#### WHAT YOU SHOULD DO:
Restrict the output to the lines below starting at the one that contains "point: black seaweed" and ending at the one that contains "point: white sushi", and restate them word for word, both ends included.

#### SUPPLIED ENTRIES:
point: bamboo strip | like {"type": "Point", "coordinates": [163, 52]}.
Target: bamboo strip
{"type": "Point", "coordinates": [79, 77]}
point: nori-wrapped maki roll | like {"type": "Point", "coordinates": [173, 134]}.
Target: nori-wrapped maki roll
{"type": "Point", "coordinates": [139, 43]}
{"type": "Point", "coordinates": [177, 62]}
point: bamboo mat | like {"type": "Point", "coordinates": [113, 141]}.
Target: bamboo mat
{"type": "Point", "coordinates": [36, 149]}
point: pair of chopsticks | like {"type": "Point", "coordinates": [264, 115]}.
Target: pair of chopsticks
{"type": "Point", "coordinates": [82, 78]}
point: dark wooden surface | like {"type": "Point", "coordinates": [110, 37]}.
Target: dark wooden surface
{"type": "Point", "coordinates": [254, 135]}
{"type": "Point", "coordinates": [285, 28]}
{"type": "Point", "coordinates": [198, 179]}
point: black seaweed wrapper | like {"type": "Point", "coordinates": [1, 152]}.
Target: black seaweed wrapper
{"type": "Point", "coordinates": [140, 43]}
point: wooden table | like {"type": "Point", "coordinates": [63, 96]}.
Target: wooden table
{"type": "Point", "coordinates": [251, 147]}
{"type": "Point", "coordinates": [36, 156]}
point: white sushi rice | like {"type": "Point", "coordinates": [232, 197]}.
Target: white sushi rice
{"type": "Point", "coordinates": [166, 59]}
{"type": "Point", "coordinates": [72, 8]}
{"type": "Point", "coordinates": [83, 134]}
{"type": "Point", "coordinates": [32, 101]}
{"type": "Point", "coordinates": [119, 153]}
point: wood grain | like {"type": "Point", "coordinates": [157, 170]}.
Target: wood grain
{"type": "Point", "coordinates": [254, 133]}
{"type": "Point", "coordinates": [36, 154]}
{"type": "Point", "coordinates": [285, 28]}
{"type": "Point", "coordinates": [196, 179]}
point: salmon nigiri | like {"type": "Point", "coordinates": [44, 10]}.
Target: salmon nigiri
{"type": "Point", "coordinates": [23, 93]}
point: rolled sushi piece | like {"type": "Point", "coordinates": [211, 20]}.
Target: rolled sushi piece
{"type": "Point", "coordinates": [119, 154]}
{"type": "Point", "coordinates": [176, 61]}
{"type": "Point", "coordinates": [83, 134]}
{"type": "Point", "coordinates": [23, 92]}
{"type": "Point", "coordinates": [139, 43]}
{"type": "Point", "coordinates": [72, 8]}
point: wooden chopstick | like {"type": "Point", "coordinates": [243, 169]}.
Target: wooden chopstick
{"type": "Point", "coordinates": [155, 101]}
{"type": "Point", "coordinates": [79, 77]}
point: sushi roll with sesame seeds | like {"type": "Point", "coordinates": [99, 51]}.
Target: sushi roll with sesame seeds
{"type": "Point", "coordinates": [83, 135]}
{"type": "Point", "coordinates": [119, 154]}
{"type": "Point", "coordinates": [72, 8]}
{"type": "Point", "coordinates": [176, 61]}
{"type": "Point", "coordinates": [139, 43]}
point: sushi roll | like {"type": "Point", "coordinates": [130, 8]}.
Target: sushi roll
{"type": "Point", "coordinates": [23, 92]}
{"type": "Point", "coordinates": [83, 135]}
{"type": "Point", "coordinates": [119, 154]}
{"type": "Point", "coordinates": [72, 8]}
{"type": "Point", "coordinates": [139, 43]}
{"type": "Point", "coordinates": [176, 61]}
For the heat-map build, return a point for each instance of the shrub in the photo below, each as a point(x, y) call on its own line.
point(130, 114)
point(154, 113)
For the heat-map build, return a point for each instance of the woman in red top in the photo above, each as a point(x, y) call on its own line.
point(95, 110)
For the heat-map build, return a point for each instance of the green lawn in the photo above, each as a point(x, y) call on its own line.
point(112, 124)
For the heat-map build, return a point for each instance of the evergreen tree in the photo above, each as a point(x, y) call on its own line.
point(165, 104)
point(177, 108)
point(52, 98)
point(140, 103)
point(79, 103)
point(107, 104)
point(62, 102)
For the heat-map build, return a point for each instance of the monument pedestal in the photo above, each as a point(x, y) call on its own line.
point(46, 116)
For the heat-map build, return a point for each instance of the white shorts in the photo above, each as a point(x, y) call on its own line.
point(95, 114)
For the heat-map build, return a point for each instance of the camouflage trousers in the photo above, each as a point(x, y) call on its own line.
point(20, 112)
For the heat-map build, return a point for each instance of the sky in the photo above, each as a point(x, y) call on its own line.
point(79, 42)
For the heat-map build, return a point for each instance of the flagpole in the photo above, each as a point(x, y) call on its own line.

#### THE COMPLETED TASK:
point: black seaweed wrapper | like {"type": "Point", "coordinates": [1, 152]}.
Target: black seaweed wrapper
{"type": "Point", "coordinates": [140, 43]}
point: wooden table | like {"type": "Point", "coordinates": [63, 96]}.
Target: wooden table
{"type": "Point", "coordinates": [251, 147]}
{"type": "Point", "coordinates": [36, 156]}
point: white sushi rice | like {"type": "Point", "coordinates": [232, 197]}.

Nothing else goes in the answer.